§ Prompt: Repeat the course listing word for word, from "The following information is" up to and including "degree students only.".

For the most up-to-date and comprehensive course information, including current offerings, meeting times, and classrooms, visit the Registrar’s website. For curriculum information, see the Academic Catalog.

Sections of ENGL 7976 Directed Study and ENGL 7990 Master’s Thesis are created upon successful petition. These are credit-bearing courses. See Banner Class Schedule for non-credit bearing course information (ENGL 6960, 7000, 8960, 9986, 9990, and 9996).

First day of fall graduate class registration: April 5

The following information is subject to change.

Courses by Curriculum Area

Proseminar (Fall only)

ENGL 5103 Proseminar

Instructor: Professor Theo Davis
Sequence: Thursday, 3-6 p.m.

Proseminar introduces the history and current scholarly practices of English studies. Surveys theoretical, methodological, and institutional issues in the development of the discipline; introduces students to the research of the English department’s graduate faculty; and offers opportunities for the practice of key components of scholarly production, including formulating research questions, using databases, conducting literature reviews, and writing and presenting scholarship in common formats other than the long research paper, such as conference proposals, oral presentations, and book reviews. Prereq. English degree students only.

§ Provided material:
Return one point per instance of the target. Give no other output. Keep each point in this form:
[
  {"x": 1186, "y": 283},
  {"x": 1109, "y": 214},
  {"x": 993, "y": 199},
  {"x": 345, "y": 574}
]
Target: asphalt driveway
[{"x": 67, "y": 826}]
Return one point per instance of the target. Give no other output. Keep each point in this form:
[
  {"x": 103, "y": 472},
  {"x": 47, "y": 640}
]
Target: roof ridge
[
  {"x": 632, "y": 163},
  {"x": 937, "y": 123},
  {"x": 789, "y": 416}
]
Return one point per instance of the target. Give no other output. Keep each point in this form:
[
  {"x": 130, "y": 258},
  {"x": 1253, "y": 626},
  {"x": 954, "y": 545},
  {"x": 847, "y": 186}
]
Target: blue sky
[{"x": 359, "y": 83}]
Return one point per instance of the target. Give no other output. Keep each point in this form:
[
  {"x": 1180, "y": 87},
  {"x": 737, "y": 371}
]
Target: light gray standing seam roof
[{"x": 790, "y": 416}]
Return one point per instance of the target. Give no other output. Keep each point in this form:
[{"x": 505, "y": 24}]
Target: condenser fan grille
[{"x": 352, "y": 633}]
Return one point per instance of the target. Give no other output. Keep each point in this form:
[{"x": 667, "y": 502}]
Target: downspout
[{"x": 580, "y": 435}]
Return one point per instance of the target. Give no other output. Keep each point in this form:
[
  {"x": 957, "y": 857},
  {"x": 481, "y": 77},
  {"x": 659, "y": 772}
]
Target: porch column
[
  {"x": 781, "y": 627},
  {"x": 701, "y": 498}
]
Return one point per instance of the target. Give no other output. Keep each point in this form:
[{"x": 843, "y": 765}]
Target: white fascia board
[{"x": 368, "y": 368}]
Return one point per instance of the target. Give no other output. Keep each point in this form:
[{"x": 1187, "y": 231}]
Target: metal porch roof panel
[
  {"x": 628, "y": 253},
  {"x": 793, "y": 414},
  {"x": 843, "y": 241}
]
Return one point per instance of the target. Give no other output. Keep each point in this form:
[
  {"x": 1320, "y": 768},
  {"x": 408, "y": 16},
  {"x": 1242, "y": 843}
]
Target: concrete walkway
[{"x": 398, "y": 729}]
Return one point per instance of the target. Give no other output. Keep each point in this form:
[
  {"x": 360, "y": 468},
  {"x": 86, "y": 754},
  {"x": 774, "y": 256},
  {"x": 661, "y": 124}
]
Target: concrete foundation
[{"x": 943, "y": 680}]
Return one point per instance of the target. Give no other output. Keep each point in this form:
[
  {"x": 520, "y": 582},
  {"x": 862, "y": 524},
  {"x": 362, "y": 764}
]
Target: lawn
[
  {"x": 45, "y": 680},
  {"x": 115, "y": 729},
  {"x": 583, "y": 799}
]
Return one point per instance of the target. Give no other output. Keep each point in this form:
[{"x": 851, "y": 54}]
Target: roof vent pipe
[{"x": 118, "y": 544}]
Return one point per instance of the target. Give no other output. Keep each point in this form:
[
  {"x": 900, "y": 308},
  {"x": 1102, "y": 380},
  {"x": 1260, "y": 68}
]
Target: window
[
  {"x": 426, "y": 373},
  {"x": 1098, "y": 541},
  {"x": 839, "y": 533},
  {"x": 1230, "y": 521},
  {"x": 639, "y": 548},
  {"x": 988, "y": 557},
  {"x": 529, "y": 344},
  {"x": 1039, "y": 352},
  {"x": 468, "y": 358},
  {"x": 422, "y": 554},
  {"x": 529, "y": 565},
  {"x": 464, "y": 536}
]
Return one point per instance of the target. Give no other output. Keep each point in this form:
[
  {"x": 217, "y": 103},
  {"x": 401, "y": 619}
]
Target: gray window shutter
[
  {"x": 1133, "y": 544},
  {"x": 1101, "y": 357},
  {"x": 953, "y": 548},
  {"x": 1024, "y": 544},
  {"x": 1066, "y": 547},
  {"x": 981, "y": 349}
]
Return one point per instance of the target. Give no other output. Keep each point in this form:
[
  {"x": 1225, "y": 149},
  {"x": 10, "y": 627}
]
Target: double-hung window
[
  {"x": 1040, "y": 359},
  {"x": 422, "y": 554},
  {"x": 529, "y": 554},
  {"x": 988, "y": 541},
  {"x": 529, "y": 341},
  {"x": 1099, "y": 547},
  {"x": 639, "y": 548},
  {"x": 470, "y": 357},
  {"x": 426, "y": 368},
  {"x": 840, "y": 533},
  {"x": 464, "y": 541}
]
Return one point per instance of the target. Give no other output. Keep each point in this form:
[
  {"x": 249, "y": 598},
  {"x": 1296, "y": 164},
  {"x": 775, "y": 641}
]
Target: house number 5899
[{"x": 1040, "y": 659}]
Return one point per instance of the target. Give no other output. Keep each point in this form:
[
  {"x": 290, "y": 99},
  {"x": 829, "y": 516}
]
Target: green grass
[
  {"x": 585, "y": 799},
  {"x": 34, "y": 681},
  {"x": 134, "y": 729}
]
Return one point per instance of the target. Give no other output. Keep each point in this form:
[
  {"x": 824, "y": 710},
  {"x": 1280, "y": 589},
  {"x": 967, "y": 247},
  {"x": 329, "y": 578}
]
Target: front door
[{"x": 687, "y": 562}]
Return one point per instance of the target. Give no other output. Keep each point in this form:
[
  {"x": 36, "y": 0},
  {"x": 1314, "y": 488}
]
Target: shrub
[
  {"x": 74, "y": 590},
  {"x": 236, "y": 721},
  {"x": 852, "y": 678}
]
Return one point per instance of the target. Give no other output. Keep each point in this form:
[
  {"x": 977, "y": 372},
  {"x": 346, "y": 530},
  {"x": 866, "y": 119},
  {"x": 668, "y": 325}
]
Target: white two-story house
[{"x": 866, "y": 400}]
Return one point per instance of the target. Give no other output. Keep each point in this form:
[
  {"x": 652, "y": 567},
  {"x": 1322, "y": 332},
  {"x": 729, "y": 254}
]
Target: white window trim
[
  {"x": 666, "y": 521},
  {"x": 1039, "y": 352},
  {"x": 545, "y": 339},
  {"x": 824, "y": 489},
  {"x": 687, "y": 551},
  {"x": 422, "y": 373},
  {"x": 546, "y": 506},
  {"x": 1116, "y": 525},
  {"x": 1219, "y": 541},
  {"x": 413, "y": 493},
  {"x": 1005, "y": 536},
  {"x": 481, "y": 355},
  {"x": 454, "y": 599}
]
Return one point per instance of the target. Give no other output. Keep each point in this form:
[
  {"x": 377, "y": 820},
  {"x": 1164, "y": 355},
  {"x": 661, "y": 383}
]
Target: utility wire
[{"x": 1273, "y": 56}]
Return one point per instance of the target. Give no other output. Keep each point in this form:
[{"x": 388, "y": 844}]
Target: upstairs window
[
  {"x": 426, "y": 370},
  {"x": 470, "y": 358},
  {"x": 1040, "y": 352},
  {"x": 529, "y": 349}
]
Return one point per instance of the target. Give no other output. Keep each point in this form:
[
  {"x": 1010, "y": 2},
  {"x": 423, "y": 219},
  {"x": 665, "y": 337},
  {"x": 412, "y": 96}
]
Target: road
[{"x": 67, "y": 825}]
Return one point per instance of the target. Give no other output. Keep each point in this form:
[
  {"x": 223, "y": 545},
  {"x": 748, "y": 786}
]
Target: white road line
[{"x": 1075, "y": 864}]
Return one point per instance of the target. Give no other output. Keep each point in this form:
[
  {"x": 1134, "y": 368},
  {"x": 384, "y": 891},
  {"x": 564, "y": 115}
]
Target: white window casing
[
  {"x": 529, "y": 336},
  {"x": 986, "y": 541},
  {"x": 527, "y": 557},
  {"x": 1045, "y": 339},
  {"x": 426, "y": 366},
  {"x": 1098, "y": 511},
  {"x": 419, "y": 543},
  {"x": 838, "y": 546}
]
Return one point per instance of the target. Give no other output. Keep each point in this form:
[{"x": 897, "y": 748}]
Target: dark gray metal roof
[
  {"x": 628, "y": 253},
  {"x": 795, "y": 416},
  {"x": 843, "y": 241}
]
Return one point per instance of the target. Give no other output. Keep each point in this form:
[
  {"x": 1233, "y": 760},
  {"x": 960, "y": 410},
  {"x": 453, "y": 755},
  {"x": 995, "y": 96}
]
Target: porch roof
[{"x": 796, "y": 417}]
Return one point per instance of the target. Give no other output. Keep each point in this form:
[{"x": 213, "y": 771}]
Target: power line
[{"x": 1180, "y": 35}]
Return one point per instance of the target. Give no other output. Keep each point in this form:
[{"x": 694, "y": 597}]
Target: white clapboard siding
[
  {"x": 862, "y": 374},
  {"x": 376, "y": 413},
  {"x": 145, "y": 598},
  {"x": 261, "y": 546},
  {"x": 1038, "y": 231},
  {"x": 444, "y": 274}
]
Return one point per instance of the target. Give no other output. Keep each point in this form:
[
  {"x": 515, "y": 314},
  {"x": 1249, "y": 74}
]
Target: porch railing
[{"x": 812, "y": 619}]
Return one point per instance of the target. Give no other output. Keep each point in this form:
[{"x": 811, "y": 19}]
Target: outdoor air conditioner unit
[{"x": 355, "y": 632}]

§ Complete output:
The following information is subject to change.

Courses by Curriculum Area

Proseminar (Fall only)

ENGL 5103 Proseminar

Instructor: Professor Theo Davis
Sequence: Thursday, 3-6 p.m.

Proseminar introduces the history and current scholarly practices of English studies. Surveys theoretical, methodological, and institutional issues in the development of the discipline; introduces students to the research of the English department’s graduate faculty; and offers opportunities for the practice of key components of scholarly production, including formulating research questions, using databases, conducting literature reviews, and writing and presenting scholarship in common formats other than the long research paper, such as conference proposals, oral presentations, and book reviews. Prereq. English degree students only.